Records provided: Begin

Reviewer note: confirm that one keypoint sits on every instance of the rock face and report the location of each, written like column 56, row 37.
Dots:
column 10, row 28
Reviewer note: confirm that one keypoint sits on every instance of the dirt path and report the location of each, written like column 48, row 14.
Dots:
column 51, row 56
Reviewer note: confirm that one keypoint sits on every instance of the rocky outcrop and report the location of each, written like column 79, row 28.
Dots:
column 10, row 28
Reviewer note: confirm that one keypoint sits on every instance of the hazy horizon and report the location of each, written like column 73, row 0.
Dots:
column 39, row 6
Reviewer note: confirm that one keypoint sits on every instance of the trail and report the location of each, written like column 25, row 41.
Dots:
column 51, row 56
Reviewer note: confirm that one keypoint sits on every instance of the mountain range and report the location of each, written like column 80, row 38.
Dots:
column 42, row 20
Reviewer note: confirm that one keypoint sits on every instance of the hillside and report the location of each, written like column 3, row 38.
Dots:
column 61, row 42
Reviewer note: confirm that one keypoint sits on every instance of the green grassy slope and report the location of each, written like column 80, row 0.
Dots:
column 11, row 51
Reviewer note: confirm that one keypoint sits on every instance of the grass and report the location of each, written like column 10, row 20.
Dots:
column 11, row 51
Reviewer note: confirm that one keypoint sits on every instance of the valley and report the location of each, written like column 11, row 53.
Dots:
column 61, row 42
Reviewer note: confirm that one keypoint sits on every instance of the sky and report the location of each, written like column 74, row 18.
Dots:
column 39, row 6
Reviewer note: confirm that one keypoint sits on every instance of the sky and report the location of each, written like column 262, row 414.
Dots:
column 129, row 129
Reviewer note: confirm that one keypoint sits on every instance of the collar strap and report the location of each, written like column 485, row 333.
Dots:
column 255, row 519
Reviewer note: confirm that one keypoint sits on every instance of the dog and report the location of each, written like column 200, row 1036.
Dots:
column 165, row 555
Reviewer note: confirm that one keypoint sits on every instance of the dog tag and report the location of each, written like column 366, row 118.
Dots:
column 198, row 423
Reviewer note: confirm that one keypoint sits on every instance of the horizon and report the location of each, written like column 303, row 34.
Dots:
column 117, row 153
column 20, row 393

Records provided: End

§ **Activity**:
Please transcribe the listing in its entirety, exactly.

§ **Result**:
Reviewer note: confirm that one keypoint sits on every instance of the rock face and report the location of each, written like column 56, row 37.
Dots:
column 10, row 28
Reviewer note: confirm that one keypoint sits on every instance of the dirt path and report the location of each, written like column 48, row 14.
Dots:
column 51, row 56
Reviewer note: confirm that one keypoint sits on every instance of the rocky outcrop and report the location of each, written like column 79, row 28.
Dots:
column 10, row 28
Reviewer note: confirm that one keypoint sits on every instance of the hazy horizon and report the location of each, written like column 73, row 0.
Dots:
column 39, row 6
Reviewer note: confirm that one keypoint sits on every instance of the trail and report the location of each, written like column 25, row 41.
Dots:
column 51, row 56
Reviewer note: confirm that one keypoint sits on every instance of the mountain range and report the location of each, written like column 80, row 38.
Dots:
column 42, row 20
Reviewer note: confirm that one keypoint sits on every instance of the hillside and report the location of each, written like column 3, row 38.
Dots:
column 61, row 42
Reviewer note: confirm that one keypoint sits on every instance of the green grassy slope and report the location of each, written like column 80, row 0.
Dots:
column 11, row 51
Reviewer note: confirm that one keypoint sits on every instance of the grass and report the location of each, written like column 10, row 20.
Dots:
column 11, row 51
Reviewer note: confirm that one keypoint sits on every instance of the valley and report the location of each, written like column 11, row 53.
Dots:
column 61, row 42
Reviewer note: confirm that one keypoint sits on every instance of the sky and report the location of each, written like column 74, row 18.
Dots:
column 39, row 6
Reviewer note: confirm that one keypoint sits on every instance of the sky and report the location of each, written like column 262, row 414.
Dots:
column 129, row 129
Reviewer note: confirm that one keypoint sits on every instance of the collar strap and report the location of each, written like column 485, row 333.
Dots:
column 255, row 519
Reviewer note: confirm that one keypoint sits on every instance of the dog and report the location of each, written like column 200, row 1036.
Dots:
column 165, row 555
Reviewer note: confirm that one keypoint sits on every instance of the dog tag and report the location of each, written like column 366, row 118.
Dots:
column 198, row 423
Reviewer note: confirm that one keypoint sits on every instance of the horizon and report the location of each, written like column 303, row 34.
Dots:
column 117, row 153
column 20, row 393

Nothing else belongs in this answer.